Excerto =>

------------

Querida filha, que se lixe a santidade do matrimónio...
... e a tradição e os hábitos e a culpa. Se queres divorciar-te, vai em frente. Mas não esperes que os teus pais tenham sempre bom senso nisto. Às vezes só conseguimos meter os pés pelas mãos na tentativa de ajudar.
Paulo Farinha © Créditos: Rodrigo Cabrita
Querida filha,
Recebi o teu e-mail da semana passada. Li-o várias vezes. O teu pai também leu. E fez-me aquela cara de quem diz “eu avisei-te”.
Comecei a responder várias vezes. Mas nunca era bom, nunca era suficiente. Já apaguei tantos disparates e já me arrependi de ter apagado outros. A vantagem de escrevermos em vez de falarmos é que conseguimos organizar as ideias e não deixar que a irritação e o calor dos momentos se transformem em discussões. Tu escreveste tudo o que tinhas aí dentro sem eu te interromper, agora eu respondo-te também com calma e tu lês como, onde e quando quiseres. Vou sugerir esta tua ideia a todas as minhas amigas cujos filhos se irritam com elas quando conversam (e são muitas).
Acho que nunca te disse isto. Por isso vai agora por aqui: não contaste novidade nenhuma, quando nos disseste que tu e o João se iam separar. Foi um choque, sim. Mas não um que não antecipássemos. Talvez o teu pai, pelo feitio dele e por ser tão próximo de ti, já estivesse preparado – serás sempre a menina do papá, como o teu irmão é menino da mamã e é tal e qual como tu dizes: não há mal nenhum nisso. Mas eu não. Eu não estava preparada. Sabia que podia acontecer, sabia que o tempo ia passando e as coisas não pareciam melhorar, mas tinha uma esperança lá no fundo que vocês dessem a volta. Que o João te reconquistasse. Que tu reconquistasses o João. Ou que se perdoassem do que quer que fosse que vos tinha magoado. Sei lá... Passaram-me tantas coisas pela cabeça nestes anos que até já perdi a conta às vezes em que tentei falar no assunto. Umas melhor, outras pior...

------------

Dados fornecidos =>
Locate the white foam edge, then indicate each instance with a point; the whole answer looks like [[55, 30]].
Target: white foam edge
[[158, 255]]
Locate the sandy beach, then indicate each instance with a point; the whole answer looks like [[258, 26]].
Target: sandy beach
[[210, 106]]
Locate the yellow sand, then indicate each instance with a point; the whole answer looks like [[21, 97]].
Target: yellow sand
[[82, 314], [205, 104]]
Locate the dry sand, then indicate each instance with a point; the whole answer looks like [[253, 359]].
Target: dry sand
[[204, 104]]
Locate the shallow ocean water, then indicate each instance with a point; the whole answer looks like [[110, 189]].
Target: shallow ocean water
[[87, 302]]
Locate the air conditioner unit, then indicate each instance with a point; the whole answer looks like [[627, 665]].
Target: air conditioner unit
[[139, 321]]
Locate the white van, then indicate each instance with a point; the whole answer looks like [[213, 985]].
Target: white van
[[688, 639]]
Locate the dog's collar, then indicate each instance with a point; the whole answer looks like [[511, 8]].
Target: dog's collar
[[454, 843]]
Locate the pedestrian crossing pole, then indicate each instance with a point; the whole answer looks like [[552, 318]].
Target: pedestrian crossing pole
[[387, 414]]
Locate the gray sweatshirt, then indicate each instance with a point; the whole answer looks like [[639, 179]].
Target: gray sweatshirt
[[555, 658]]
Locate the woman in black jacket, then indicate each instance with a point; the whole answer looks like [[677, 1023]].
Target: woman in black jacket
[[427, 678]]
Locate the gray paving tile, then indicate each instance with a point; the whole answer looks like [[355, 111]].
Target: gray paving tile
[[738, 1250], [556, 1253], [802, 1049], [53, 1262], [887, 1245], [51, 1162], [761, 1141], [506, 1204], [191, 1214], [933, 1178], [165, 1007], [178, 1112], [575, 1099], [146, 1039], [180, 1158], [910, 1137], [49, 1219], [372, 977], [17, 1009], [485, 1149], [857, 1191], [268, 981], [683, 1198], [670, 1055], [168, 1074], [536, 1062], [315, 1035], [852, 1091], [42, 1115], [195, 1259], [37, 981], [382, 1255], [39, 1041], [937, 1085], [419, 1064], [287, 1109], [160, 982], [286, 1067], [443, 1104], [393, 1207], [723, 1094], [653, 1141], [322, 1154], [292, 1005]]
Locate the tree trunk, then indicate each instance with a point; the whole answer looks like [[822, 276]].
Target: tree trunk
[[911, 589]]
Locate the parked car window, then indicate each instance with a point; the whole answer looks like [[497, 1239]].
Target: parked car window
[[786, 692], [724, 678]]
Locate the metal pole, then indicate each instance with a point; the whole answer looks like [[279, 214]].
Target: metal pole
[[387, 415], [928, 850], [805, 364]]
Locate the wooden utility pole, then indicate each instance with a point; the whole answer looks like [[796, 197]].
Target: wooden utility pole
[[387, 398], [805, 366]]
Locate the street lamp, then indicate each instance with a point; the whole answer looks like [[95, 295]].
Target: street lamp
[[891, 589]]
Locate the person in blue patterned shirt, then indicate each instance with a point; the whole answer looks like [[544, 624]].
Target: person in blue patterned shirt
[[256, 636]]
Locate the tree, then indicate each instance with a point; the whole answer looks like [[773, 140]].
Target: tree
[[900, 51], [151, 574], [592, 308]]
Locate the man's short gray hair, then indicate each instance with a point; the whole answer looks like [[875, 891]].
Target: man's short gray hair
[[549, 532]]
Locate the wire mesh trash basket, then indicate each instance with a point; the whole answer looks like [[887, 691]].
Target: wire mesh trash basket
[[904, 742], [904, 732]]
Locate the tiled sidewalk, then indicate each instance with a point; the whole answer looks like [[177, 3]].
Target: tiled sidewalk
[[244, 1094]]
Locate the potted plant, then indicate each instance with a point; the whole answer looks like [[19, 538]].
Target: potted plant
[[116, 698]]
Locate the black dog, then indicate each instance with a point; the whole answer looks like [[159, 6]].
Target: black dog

------------

Tarefa a realizar =>
Continua a carta da mãe à filha sobre a separação, retomando a escrita logo após a última frase apresentada.

Resultado do exercício =>
E tu, filha, ou fingias que não reparavas ou ias empurrando com a barriga. Mesmo que nós nos oferecêssemos para ficar com os miúdos para vocês terem um fim de semana, para irem jantar, para namorarem, para viajarem. E eu, filha, sem saber bem o que fazer ou como tocar no tema. Quando te perguntava tu respondias que estavas bem, mesmo que eu até já notasse na forma como subias as escadas, como entravas em casa, como nos cumprimentavas... Estavas funcional mas não estavas feliz. Levavas a vida para a frente mas ias ficando para trás. Os pais percebem isso. Até quando os filhos nos entram pela porta dentro nós sabemos ler estas coisas só de ver a vossa cara ou ouvir a vossa voz. Até ao telefone eu percebia que tu não estavas bem.
Sim, claro que pensei que pudesse haver outras pessoas. Um caso sério ou uma aventura. Do teu lado ou do lado do João. E claro que pensei que pudesses estar a precipitar-te. E claro que pensei que o João pudesse tratar-te mal. Pensamos em tudo, quando um filho nos diz que se vai divorciar. Até chegar ao momento em que dizemos que apoiamos e cuidamos e que estaremos sempre do lado dele, nós pensamos em tudo e colocamos todas as hipóteses. Procuramos razões em tudo. E, se não as encontramos, se não há nada que nos seja gritante, marcante, desesperante, nós pensamos no básico: tinhas alguém que te ajudava a pagar contas, que cuidava de ti e dos miúdos e o resto logo haveria de se resolver. Ou a vida logo colocaria tudo em ordem.
Não é uma forma boa de pensar, eu sei. Adiar os problemas e varrê-los para debaixo do tapete não é boa solução. Mas eu só te queria segura e cuidada. Talvez um dia entendas, se passares por isso com os teus filhos. Ou então não. Se calhar ficaste tão magoada com a minha reação que vais educá-los de forma diferente e vais trabalhar para que não passem pelo mesmo.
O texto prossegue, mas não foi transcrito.